Please transcribe the data that follows exactly, from its first line through the line that contains "Find a point on every instance of the mountain in".

Material supplied Start Marker

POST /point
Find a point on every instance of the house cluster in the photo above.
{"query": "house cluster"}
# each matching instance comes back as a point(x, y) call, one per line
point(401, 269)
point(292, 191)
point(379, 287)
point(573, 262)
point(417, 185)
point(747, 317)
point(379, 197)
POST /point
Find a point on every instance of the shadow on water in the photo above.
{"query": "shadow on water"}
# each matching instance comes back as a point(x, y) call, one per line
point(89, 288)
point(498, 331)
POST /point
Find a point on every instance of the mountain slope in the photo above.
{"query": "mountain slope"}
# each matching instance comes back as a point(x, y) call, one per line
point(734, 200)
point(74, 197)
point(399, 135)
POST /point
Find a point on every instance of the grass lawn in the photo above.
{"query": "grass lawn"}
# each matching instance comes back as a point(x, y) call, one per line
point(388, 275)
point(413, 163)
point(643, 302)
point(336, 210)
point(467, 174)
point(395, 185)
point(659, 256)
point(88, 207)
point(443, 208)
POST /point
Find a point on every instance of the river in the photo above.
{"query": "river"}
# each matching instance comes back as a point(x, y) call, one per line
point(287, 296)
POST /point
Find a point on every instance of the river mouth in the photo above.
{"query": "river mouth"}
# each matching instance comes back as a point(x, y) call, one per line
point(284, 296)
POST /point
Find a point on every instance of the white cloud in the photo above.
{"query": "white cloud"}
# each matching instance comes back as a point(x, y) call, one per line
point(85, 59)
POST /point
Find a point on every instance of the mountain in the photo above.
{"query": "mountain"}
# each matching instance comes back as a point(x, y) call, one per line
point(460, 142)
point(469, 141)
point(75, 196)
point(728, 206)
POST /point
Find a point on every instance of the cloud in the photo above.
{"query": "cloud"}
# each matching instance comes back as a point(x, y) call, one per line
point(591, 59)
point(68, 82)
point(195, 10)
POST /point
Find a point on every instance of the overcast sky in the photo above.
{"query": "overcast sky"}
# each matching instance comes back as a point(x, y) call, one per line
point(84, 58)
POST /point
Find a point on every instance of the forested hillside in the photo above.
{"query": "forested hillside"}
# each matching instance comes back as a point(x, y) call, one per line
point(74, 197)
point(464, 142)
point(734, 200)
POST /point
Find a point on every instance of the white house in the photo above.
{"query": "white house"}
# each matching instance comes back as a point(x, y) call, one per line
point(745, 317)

Material supplied End Marker

*Reply to the task*.
POST /point
Find a point on every instance of the house cluster in the photo above.
{"query": "house cluster"}
# each matching instance comes back as a point(x, y) call, one per line
point(401, 269)
point(292, 191)
point(379, 287)
point(573, 262)
point(417, 185)
point(747, 317)
point(379, 197)
POST /point
Find a point on every instance of the shadow on water in the photo above.
{"query": "shadow on water"}
# each matching instance comes back as a point(x, y) call, one per line
point(89, 288)
point(498, 331)
POST /point
Find a point on every instance of the mountain slope in the photo above.
{"query": "mountain slope"}
# each matching instance comes back as a point(x, y) call, one per line
point(734, 200)
point(74, 197)
point(399, 135)
POST /point
Find a point on every instance of the grass lawn in the photo above.
{"query": "grass lawn"}
# each matching instance comes back as a point(x, y) call, one per line
point(388, 275)
point(413, 163)
point(643, 302)
point(336, 210)
point(467, 174)
point(395, 185)
point(659, 256)
point(88, 207)
point(443, 208)
POST /point
Find a point on every instance of the river in the photo above.
{"query": "river"}
# each matching instance comes back as a point(x, y) call, one per line
point(287, 296)
POST /point
Find a point on every instance of the river mouth in the photo above.
{"query": "river mouth"}
# each matching instance comes back as a point(x, y) call, one per line
point(284, 296)
POST /point
Find a point on every instance of the white cloud in the photo above.
{"query": "white cloud"}
# each matching instance comes back as a point(x, y) call, one per line
point(85, 59)
POST /point
Find a point on every instance of the mountain in the photo above.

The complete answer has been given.